**Assignment:** Make your reply a word-for-word repeat of the records.

┏━━

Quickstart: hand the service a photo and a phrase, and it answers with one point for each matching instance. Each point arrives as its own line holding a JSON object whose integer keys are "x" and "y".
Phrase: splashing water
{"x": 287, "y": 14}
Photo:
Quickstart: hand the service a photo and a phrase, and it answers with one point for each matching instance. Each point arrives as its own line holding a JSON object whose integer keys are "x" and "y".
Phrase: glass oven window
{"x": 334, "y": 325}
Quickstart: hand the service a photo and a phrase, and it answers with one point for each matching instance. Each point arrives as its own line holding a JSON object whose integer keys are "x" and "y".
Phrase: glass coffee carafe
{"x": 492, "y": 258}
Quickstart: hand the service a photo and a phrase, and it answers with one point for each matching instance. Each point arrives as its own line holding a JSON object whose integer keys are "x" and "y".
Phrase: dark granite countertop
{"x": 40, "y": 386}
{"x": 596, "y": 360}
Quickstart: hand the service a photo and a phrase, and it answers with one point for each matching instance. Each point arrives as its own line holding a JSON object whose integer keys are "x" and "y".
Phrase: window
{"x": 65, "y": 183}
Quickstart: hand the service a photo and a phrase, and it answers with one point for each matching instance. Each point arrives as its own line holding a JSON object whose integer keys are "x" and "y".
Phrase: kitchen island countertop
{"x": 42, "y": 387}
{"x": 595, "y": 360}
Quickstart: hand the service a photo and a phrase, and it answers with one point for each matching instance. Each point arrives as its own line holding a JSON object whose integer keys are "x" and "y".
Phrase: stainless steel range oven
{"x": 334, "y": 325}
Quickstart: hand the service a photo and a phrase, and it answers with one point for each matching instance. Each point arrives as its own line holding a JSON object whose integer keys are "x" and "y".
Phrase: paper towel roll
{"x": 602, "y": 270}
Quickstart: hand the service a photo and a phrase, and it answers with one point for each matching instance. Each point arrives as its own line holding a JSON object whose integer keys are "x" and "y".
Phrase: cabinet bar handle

┗━━

**The answer:**
Quickstart: hand the service a photo and a phrase, and it answers with one point for each matching instance. Each point arrives as its own line holding a JSON object whose integer keys are "x" and "y".
Phrase: splashing water
{"x": 287, "y": 14}
Photo:
Quickstart: hand the service a photo and a phrase, and it answers with one point for each matching instance. Each point arrives as its own line holding a JSON object whose integer keys are "x" and "y".
Phrase: glass oven window
{"x": 334, "y": 325}
Quickstart: hand the service a photo and a phrase, and it answers with one point for each matching instance. Each point arrives as its own line holding a JSON object whose integer keys are "x" and "y".
Phrase: glass coffee carafe
{"x": 492, "y": 258}
Quickstart: hand the service a photo and a phrase, and it answers with one point for each matching instance. Each point arrives as its own line holding a JSON object whose integer keys are "x" and "y".
Phrase: dark granite countertop
{"x": 40, "y": 386}
{"x": 596, "y": 360}
Quickstart: hand the service a photo and a phrase, and it answers with one point for each matching instance. Each point arrives as its own line holding a JSON object whose integer keys are "x" and "y".
Phrase: window
{"x": 65, "y": 183}
Quickstart: hand the service a photo and a phrase, and it answers with one point for each matching instance. Each point arrives as its own line holding a JSON object whose integer keys are "x" and "y".
Phrase: kitchen island countertop
{"x": 42, "y": 387}
{"x": 595, "y": 360}
Quickstart: hand the service a photo and a phrase, and it answers with one point for each matching instance. Each point arrives as its own line holding a JSON object whose integer keys are "x" and "y".
Phrase: stainless steel range oven
{"x": 334, "y": 325}
Quickstart: hand the service a photo and a phrase, and it answers with one point for each matching instance. Each point arrives as its own line holding a JSON object whose integer keys are "x" and "y".
Phrase: paper towel roll
{"x": 602, "y": 270}
Quickstart: hand the service a photo and a phrase, and it answers with one point for each matching instance. Each point arrives as its own line holding a JSON object whose integer keys are "x" and "y".
Phrase: cabinet bar handle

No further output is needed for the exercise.